RECORDS PROVIDED
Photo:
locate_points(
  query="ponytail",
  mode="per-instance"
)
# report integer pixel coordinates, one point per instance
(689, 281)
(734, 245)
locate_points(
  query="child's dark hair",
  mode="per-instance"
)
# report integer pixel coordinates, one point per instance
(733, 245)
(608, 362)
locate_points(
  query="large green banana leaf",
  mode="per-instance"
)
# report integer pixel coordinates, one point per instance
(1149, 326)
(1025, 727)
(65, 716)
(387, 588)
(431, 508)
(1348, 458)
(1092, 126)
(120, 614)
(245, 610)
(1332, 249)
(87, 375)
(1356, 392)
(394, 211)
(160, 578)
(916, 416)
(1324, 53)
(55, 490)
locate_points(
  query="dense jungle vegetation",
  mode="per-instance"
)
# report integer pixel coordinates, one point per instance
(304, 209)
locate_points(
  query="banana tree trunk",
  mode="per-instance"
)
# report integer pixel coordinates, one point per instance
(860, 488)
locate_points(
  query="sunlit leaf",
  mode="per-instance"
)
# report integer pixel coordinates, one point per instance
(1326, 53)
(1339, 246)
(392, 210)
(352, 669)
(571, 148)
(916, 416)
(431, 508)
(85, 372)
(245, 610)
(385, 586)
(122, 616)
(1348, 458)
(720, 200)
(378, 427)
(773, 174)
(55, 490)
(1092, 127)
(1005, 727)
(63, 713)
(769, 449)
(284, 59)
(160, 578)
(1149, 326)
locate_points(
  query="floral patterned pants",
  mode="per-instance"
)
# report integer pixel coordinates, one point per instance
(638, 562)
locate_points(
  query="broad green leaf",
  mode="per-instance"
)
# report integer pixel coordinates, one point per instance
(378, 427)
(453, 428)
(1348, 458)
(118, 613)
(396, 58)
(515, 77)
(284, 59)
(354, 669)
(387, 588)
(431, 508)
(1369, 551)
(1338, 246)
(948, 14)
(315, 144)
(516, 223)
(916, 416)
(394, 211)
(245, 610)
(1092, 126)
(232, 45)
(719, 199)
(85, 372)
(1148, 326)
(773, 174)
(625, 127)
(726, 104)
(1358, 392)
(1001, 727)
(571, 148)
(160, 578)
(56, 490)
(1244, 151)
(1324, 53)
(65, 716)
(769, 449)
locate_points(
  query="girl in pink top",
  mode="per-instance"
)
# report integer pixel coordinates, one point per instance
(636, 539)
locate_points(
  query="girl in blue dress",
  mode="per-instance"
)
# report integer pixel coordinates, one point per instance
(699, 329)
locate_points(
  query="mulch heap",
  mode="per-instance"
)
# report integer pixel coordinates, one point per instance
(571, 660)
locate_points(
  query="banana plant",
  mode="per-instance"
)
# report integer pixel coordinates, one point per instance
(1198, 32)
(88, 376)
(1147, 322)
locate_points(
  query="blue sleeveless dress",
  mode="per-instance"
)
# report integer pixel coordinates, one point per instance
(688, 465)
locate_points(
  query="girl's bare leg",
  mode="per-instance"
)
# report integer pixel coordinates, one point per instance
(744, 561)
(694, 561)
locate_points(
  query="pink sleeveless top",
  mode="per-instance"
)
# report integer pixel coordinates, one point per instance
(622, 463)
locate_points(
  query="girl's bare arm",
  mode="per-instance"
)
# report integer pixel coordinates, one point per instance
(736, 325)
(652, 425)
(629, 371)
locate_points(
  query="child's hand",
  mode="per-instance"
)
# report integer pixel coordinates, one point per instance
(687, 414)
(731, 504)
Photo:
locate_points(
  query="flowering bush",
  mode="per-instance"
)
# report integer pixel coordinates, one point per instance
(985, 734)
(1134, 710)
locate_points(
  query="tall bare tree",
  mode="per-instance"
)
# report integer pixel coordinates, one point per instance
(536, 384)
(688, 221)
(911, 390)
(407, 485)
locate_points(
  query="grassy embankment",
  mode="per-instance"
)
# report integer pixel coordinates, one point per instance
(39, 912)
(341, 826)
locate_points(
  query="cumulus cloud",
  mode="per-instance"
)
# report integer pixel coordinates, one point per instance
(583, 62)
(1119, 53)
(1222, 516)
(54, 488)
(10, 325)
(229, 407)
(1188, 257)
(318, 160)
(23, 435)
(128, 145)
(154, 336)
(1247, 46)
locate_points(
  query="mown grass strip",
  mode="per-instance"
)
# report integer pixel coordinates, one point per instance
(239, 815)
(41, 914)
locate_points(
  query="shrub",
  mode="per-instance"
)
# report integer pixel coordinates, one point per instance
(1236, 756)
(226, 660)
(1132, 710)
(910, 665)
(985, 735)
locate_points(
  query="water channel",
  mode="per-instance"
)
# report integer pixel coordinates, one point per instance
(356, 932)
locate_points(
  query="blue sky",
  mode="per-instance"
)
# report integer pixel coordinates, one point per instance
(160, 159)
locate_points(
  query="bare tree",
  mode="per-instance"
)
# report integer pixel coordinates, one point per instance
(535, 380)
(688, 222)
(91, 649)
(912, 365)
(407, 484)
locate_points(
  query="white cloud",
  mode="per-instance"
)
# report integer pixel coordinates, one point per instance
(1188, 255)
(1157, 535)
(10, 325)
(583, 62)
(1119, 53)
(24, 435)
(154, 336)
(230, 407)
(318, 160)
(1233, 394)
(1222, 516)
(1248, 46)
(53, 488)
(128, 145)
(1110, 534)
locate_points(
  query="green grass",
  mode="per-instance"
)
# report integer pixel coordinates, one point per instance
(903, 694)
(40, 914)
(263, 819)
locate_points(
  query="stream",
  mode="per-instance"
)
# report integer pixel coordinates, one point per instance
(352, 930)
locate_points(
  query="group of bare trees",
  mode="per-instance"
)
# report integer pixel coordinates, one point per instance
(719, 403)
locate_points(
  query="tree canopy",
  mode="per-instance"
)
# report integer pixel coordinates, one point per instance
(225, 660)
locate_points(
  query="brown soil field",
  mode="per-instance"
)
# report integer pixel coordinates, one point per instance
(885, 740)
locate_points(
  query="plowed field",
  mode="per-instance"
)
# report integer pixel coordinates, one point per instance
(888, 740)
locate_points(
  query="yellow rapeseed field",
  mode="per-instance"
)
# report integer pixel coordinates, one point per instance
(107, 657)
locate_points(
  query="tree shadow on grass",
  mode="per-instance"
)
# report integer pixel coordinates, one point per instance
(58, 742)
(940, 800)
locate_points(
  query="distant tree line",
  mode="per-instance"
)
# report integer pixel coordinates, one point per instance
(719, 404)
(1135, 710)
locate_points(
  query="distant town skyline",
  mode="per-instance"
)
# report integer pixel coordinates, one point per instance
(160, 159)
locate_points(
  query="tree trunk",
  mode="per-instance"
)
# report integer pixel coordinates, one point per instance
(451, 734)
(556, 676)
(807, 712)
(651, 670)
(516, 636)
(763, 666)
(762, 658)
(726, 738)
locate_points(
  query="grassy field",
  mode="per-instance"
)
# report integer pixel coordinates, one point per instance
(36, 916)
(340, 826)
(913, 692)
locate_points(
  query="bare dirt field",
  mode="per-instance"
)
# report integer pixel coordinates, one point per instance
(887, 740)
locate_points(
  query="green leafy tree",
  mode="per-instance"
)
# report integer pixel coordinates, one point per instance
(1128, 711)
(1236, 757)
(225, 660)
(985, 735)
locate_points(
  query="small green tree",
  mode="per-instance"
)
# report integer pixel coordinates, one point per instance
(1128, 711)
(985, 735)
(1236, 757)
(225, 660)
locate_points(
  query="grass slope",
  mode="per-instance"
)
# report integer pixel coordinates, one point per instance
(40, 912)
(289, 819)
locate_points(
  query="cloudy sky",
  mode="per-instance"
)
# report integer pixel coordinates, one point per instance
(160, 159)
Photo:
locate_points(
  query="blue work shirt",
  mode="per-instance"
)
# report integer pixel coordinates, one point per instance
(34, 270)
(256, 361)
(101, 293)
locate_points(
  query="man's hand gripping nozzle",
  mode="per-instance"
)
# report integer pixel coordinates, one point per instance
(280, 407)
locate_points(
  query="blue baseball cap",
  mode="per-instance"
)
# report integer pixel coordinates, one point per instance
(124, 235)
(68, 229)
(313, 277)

TASK OBJECTIVE
Gather every line of the records that contains the word "banana", and treat uppercase and lowercase as different.

EXERCISE SOLUTION
  query="large green banana leaf",
  query="banana tree trunk",
  query="banana plant",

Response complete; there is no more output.